:: INPUT MATERIAL ::
+--
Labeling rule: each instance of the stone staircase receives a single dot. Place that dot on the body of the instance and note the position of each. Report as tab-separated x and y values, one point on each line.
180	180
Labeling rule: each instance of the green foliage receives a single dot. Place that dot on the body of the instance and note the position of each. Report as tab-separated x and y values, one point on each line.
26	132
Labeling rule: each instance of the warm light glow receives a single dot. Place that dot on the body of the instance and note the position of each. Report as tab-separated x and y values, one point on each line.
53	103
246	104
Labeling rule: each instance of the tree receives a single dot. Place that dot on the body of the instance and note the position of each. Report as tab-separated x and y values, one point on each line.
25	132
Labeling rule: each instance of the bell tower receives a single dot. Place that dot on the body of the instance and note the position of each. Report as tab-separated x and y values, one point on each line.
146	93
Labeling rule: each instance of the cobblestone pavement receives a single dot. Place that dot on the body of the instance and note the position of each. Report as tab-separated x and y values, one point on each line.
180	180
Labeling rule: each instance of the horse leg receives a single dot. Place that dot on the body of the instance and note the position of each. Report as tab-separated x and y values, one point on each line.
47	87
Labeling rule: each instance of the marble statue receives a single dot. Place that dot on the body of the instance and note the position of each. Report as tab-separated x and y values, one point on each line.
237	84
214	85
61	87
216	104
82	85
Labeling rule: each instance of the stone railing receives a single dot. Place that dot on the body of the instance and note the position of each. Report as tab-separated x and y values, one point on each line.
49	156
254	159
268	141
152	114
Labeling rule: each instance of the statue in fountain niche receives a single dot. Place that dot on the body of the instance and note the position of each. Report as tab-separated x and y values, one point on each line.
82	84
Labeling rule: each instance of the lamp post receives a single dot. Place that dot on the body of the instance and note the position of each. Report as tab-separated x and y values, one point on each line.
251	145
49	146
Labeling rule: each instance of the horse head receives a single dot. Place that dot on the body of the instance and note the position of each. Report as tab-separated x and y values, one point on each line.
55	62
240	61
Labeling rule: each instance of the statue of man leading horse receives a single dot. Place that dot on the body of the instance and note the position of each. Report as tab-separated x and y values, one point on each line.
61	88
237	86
+--
:: TASK GOAL ::
Return all of the data exactly as it reads.

:: IN RESPONSE ::
Labeling rule: each instance of the stone staircase receives a single dot. Place that dot on the body of the instance and note the position of each. Report as tab-separated x and y values, one point on each line.
180	180
Labeling rule: each instance of the green foliage receives a single dot. Place that dot on the body of the instance and note the position of each. Report as tab-separated x and y values, one point on each line.
26	132
Labeling rule: each instance of the warm light glow receives a single dot. Place that dot on the body of the instance and note the position of each. Report as tab-separated x and y values, one point on each line.
53	103
246	104
Labeling rule: each instance of the tree receives a single dot. Place that dot on the body of the instance and note the position of each. Report as tab-separated x and y values, one point on each line.
25	132
Labeling rule: each instance of the bell tower receives a single dot. Place that dot on the body of the instance and note the position of each. Report as tab-separated x and y values, one point on each line.
146	93
Labeling rule: each instance of the cobblestone pavement receives a single dot. Place that dot on the body of the instance and note the position of each. Report as tab-separated x and y values, one point on each line.
180	180
Labeling rule: each instance of the horse leg receives a single dot. Place that dot on the body of the instance and note the position of each. Report as tab-separated x and y values, one point on each line.
47	87
Labeling rule: each instance of the marble statue receives a single dot. Place that dot on the body of the instance and note the position of each. Report as tab-separated x and y values, one point on each line.
237	84
214	85
61	87
216	104
82	85
Labeling rule: each instance of the stone railing receives a single dot. Place that dot on the body of the instance and note the position of each. Report as tab-separated x and y values, one point on each line.
49	156
254	159
268	141
152	114
Labeling rule: each instance of the statue in fountain niche receives a single dot. Place that dot on the body of the instance and note the position of each. Report as tab-separated x and y values, one point on each line.
82	84
Labeling rule: each instance of the lamp post receives a single dot. Place that dot on the body of the instance and note the position of each. Report as tab-separated x and y values, one point on each line.
251	145
49	146
Labeling rule: each instance of the horse head receives a single dot. Place that dot on the body of the instance and note the position of each. Report as tab-separated x and y values, one point on each line.
55	62
240	61
Labeling rule: each instance of the statue of man leading horse receives a single dot. Place that dot on the body of the instance and note the position of each. Report as tab-separated x and y values, one point on each line.
61	88
237	86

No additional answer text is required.